Instructions for the task
Scan the entries for the string "below" and give the number of lines that have it, nothing further.

Image point grounding data:
== Segment start ==

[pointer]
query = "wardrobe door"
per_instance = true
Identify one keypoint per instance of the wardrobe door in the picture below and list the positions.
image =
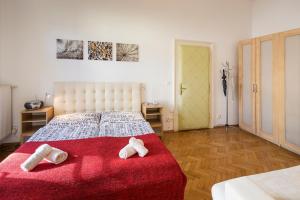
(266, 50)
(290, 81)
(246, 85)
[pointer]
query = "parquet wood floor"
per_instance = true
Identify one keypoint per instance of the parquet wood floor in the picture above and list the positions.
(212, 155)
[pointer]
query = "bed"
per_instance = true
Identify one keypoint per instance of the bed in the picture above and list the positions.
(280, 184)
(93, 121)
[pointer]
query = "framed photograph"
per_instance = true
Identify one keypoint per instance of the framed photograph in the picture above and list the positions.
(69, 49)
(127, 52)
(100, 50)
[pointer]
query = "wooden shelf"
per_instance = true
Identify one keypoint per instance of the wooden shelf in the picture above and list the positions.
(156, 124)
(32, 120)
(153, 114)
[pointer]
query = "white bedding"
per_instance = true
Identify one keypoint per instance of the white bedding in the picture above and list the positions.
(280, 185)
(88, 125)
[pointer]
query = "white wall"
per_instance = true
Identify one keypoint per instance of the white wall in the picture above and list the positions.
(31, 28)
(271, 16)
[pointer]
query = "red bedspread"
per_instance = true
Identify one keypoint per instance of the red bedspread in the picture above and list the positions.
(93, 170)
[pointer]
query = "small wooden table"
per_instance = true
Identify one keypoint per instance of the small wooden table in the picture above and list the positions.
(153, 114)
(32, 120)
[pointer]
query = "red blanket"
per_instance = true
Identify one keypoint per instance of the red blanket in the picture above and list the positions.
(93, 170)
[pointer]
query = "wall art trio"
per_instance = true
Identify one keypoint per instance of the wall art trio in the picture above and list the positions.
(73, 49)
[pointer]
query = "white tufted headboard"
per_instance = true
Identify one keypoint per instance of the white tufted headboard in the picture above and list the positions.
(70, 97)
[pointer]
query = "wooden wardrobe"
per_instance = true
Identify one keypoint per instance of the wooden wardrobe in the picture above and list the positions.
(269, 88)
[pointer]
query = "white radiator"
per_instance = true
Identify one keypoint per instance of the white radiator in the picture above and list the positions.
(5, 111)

== Segment end ==
== Segment start ==

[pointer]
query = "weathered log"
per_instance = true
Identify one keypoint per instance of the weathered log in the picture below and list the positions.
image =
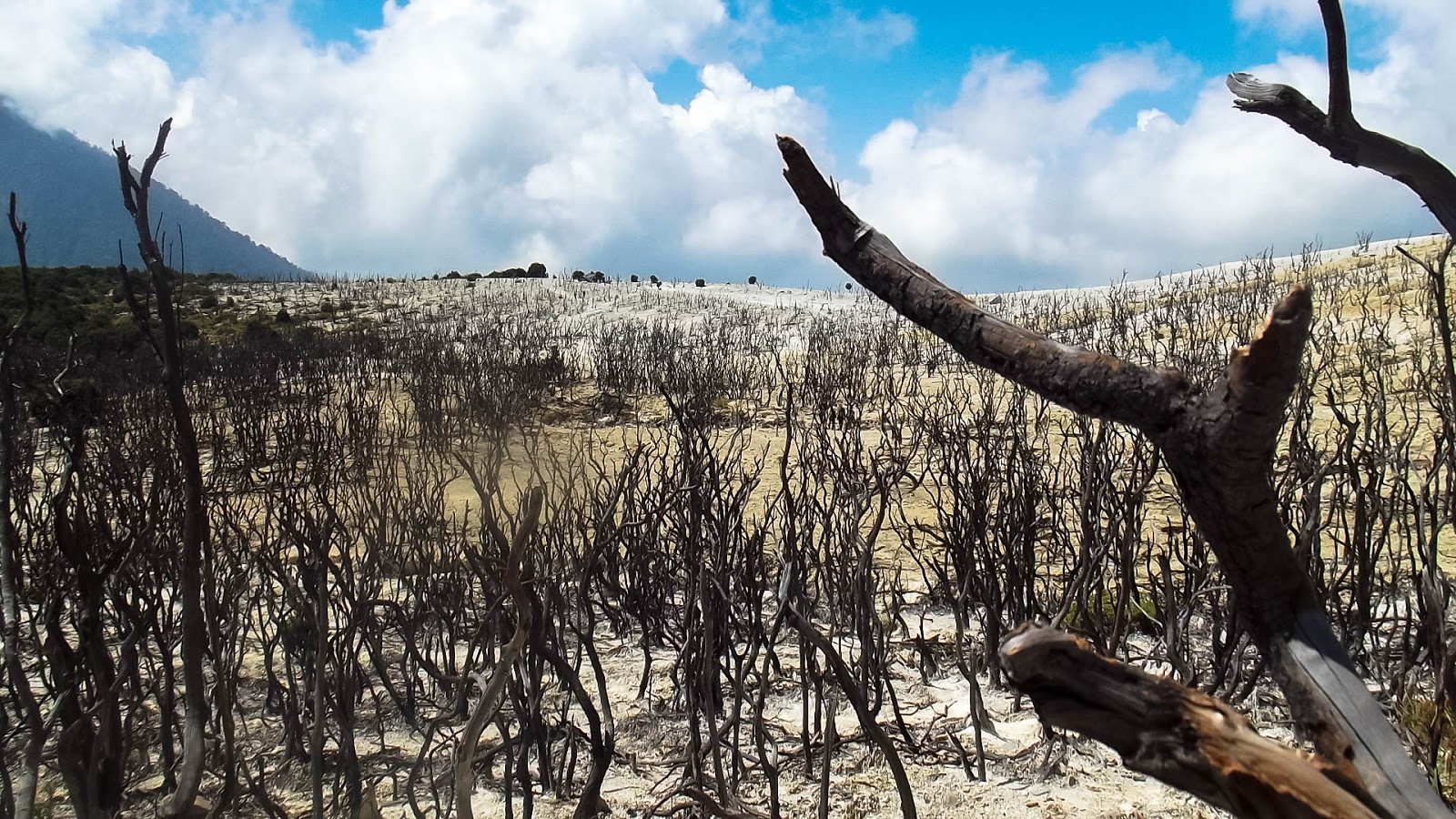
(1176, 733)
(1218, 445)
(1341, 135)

== Segment end ==

Response area
2